** Begin Material supplied **
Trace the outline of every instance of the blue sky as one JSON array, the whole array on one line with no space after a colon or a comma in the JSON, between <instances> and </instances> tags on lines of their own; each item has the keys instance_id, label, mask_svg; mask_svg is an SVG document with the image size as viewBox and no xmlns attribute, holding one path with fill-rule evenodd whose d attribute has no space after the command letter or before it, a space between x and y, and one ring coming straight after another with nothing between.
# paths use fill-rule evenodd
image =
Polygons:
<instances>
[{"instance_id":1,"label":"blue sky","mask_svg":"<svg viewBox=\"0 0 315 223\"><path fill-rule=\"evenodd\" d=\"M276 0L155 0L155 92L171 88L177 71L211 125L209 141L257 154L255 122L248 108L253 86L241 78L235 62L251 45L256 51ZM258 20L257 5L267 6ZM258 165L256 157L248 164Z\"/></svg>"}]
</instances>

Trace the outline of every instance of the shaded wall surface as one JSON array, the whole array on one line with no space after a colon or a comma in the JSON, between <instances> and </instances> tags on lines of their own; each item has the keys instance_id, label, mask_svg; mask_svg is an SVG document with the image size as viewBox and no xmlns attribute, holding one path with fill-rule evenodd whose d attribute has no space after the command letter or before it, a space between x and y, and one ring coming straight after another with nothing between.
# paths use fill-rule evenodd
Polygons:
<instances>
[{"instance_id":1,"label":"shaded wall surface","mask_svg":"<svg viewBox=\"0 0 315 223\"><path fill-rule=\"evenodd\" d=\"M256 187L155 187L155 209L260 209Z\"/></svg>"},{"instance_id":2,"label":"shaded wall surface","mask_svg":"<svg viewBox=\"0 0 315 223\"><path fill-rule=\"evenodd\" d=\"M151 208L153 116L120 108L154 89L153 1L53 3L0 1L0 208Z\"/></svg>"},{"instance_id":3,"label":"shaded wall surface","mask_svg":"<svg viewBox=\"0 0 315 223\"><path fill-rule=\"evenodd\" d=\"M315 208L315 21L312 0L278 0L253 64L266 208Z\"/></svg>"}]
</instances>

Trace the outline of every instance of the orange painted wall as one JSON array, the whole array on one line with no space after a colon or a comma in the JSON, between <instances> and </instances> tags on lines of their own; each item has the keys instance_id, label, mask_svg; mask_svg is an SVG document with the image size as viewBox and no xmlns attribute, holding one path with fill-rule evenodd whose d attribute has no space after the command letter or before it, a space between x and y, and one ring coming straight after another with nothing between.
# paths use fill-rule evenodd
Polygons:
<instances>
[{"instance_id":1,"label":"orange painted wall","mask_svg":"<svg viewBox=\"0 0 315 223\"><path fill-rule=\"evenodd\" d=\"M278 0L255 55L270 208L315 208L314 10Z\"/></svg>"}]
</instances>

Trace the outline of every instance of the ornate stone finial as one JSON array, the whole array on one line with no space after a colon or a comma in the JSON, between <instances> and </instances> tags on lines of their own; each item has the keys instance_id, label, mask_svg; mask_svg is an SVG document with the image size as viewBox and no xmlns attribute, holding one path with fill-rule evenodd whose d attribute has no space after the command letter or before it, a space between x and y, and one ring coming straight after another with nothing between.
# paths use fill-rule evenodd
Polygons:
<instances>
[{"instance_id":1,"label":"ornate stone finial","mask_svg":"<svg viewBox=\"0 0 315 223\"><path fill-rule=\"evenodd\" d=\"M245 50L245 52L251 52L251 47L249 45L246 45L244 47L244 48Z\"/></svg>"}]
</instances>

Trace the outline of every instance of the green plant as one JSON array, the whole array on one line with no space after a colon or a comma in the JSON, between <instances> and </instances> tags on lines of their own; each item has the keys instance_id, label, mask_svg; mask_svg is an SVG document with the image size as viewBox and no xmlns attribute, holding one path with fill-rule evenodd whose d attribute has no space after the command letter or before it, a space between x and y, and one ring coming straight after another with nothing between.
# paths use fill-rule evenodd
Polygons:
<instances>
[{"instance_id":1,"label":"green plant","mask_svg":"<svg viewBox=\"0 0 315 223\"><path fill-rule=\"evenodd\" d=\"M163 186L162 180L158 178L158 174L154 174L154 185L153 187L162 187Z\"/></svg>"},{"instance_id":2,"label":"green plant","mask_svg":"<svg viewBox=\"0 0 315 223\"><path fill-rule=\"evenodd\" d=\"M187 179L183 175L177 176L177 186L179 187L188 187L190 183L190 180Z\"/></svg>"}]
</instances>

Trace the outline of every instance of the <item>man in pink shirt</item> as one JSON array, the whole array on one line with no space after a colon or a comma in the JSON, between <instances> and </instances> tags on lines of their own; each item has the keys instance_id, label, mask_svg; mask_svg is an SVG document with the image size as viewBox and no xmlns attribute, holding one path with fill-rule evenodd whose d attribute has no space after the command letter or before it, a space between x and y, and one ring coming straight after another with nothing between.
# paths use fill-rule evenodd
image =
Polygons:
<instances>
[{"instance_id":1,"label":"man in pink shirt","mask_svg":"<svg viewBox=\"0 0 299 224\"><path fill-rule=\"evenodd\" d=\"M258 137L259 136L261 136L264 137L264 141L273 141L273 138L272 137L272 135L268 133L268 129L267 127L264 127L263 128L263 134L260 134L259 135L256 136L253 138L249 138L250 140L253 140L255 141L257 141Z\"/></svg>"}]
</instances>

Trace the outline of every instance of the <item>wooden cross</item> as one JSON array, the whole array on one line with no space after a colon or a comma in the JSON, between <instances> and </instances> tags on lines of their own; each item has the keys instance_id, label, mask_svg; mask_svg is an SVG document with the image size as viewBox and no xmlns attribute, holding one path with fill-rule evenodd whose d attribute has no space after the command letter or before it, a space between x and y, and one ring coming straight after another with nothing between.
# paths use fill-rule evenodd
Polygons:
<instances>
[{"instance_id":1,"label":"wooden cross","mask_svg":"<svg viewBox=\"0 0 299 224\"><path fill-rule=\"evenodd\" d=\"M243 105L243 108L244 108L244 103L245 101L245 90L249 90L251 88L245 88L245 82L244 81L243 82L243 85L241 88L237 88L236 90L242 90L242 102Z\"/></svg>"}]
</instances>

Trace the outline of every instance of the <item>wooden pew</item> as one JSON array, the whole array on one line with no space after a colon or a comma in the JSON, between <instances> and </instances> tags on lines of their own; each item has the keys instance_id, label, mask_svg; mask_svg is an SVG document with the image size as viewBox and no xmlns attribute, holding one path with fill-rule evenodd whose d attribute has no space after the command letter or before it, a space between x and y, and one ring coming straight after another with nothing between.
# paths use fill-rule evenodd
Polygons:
** End Material supplied **
** Begin Material supplied **
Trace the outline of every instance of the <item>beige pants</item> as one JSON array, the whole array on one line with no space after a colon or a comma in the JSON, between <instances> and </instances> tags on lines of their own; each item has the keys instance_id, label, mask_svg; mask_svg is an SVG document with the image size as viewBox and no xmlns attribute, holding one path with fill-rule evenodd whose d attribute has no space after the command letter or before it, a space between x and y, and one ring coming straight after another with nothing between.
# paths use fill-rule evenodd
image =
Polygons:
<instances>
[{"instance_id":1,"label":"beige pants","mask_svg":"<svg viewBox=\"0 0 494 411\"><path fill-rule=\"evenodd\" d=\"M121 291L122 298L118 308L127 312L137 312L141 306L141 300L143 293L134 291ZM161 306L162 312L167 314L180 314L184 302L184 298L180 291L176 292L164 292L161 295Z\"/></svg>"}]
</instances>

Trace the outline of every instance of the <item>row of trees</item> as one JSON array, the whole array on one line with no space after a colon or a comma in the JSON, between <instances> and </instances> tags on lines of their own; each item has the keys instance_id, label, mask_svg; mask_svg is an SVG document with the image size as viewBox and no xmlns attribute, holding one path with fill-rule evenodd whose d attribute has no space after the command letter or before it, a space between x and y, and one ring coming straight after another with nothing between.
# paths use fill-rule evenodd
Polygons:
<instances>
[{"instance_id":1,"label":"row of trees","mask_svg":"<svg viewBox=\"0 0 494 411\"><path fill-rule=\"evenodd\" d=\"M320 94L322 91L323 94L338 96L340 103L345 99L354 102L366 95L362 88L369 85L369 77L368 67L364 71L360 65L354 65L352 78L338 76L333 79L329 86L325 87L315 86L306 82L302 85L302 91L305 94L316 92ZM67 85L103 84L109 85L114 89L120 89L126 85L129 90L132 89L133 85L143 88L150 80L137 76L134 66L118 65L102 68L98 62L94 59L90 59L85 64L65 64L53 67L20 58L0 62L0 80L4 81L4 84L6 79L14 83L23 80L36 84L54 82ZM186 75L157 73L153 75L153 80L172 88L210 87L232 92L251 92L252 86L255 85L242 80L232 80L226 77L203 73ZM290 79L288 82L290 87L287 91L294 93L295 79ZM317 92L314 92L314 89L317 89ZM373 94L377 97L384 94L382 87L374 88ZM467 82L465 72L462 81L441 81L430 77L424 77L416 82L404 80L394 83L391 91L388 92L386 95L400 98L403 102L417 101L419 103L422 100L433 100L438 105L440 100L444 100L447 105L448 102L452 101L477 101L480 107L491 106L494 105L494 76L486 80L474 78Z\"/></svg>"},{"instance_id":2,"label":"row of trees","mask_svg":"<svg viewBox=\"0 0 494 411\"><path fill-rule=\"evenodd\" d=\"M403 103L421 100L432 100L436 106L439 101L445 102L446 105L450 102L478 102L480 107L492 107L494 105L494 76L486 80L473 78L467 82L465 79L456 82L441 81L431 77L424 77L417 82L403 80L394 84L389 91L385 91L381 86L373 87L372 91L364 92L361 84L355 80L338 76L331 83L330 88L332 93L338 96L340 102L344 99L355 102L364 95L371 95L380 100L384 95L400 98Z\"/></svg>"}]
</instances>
** End Material supplied **
** Begin Material supplied **
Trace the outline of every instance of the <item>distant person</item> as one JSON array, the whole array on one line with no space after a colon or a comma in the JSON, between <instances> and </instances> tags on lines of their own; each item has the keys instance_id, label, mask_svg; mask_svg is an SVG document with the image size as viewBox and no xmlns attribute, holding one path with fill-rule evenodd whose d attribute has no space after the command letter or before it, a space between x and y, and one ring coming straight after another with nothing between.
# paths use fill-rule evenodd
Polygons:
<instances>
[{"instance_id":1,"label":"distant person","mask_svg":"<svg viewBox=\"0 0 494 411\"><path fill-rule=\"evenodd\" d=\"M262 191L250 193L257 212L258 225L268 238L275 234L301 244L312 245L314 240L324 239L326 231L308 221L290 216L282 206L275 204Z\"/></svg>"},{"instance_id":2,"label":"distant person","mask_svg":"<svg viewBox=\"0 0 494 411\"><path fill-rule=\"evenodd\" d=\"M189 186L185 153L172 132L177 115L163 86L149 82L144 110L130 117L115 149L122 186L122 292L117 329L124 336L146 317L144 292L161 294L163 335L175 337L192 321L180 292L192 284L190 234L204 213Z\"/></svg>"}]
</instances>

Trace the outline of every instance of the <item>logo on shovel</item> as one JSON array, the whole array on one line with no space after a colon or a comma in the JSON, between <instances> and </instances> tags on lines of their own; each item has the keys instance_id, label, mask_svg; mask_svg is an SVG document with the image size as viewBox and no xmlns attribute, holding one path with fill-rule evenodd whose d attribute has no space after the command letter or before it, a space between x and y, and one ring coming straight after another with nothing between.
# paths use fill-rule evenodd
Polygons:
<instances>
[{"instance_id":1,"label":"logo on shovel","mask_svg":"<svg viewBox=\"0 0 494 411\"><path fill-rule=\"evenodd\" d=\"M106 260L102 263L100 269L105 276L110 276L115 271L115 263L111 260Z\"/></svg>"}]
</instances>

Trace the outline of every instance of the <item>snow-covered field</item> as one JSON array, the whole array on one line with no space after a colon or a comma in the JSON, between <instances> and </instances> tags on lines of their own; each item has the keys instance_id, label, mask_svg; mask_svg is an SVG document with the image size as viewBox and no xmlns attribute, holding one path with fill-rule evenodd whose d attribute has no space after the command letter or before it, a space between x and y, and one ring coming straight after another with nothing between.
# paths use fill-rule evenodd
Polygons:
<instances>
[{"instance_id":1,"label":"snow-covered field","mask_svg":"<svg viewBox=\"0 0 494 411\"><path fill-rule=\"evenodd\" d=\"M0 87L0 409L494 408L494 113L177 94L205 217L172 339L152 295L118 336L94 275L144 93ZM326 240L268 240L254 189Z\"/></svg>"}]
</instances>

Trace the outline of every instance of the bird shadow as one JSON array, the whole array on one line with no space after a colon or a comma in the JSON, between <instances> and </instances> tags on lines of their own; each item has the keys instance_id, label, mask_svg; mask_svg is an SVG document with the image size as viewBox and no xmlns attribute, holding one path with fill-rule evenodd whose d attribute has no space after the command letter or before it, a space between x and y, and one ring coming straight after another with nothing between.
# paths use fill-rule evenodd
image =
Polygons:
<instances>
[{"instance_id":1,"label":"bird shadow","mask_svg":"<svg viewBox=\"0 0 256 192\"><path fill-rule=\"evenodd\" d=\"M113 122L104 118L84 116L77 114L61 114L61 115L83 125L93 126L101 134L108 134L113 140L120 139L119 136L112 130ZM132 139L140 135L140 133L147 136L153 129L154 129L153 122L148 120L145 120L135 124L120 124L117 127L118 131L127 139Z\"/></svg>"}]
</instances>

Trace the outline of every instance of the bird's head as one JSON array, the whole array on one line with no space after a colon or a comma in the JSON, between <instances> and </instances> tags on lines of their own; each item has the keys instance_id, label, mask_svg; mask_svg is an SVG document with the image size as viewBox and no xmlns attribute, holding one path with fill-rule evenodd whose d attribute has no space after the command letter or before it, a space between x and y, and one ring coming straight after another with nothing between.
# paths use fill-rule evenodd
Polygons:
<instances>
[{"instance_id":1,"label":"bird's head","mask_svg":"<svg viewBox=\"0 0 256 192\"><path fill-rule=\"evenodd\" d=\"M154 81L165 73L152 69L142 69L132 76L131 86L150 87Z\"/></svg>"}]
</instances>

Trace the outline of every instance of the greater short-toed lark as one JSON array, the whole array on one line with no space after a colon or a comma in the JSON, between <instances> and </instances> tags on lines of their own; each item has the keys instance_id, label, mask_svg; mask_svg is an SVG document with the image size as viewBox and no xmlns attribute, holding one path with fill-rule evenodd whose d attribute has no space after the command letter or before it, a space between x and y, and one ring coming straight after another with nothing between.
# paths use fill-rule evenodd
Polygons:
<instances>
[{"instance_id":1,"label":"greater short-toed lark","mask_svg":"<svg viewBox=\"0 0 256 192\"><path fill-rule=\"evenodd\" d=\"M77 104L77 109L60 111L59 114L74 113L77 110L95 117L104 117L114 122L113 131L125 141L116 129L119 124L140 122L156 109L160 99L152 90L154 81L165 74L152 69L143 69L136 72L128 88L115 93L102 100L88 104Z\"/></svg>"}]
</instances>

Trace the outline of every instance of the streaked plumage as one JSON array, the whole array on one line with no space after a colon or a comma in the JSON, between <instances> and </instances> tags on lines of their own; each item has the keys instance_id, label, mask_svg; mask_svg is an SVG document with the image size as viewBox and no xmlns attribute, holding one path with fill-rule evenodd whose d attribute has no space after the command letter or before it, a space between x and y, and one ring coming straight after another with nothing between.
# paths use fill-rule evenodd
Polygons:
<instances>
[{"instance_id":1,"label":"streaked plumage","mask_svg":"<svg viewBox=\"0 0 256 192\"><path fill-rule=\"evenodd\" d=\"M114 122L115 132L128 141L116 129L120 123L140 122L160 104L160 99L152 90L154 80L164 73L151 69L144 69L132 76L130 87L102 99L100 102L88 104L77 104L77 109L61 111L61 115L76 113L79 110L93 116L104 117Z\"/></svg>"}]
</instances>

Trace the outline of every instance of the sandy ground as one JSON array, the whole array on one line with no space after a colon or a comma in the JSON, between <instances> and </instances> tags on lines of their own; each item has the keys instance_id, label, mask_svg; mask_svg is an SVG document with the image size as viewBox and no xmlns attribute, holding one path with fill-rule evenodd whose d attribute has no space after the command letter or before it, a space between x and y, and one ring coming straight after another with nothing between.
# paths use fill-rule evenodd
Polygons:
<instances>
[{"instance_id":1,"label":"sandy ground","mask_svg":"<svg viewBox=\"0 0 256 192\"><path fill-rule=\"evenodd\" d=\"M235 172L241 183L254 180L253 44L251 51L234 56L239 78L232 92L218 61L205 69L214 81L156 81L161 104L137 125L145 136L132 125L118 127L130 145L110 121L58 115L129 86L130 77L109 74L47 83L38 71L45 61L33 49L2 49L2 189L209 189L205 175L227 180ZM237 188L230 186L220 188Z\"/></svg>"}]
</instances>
** End Material supplied **
» **Problem to work on**: Find every line in the three blocks of entries above that contains the string "cross", and copy each one in full. Case counts, so a line matches only if the letters appear in that exact case.

» **Written solution**:
Trace the outline of every instance of the <item>wooden cross</item> as one JSON array, the whole array on one line with no space after a colon or a comma in the JSON, between <instances> and </instances> tags on lines of their own; each item has the keys instance_id, label, mask_svg; mask_svg is an SVG document with the image size as viewBox and no xmlns attribute, holding one path with fill-rule evenodd whose d attribute has no space after the command letter or before it, a space between x and y, and one ring coming straight after another with nothing between.
[{"instance_id":1,"label":"wooden cross","mask_svg":"<svg viewBox=\"0 0 299 224\"><path fill-rule=\"evenodd\" d=\"M243 105L243 108L244 108L244 103L245 101L245 90L249 90L251 88L245 88L245 82L244 81L243 82L243 85L241 88L237 88L236 90L242 90L242 102Z\"/></svg>"}]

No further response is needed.